* **INPUT RECORDS**
--- START ---

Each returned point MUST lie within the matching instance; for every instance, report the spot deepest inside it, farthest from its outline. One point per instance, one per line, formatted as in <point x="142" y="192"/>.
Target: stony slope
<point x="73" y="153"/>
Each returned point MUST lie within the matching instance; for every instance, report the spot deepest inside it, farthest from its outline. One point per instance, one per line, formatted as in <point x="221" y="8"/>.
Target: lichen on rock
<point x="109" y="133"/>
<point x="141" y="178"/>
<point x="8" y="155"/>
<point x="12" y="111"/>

--- END ---
--- START ---

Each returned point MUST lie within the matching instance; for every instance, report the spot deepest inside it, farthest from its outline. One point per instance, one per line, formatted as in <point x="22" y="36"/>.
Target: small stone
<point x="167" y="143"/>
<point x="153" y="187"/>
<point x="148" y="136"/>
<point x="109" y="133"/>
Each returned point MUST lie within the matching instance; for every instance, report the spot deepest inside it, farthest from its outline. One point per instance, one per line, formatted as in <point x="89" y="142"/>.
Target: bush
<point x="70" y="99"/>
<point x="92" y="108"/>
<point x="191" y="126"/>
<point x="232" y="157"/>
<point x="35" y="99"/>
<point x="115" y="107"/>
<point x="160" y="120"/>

--- END ---

* **TASK STATEMENT**
From the entries above, pull out each line containing the word "every". Match its case.

* **RESULT OF THE TASK**
Each returned point MUST lie within the matching instance; for every instance, report the spot deepest inside it, farthest from its outline. One point per instance, one per line, formatted as in <point x="142" y="192"/>.
Each returned point MUST lie within the matching instance; for every instance, report the spot deepest inside it, farthest from its outline. One point per instance, one per line, formatted as in <point x="221" y="8"/>.
Each returned point MUST lie within the matching instance; for every instance, report the spot deepest inside it, farthest from its outline. One point per instance, one per line, formatted as in <point x="22" y="36"/>.
Each returned point MUST lie within the matching instance; for every instance, report the spot deepest inside it, farthest from its outline. One point per instance, one per line, formatted as in <point x="89" y="142"/>.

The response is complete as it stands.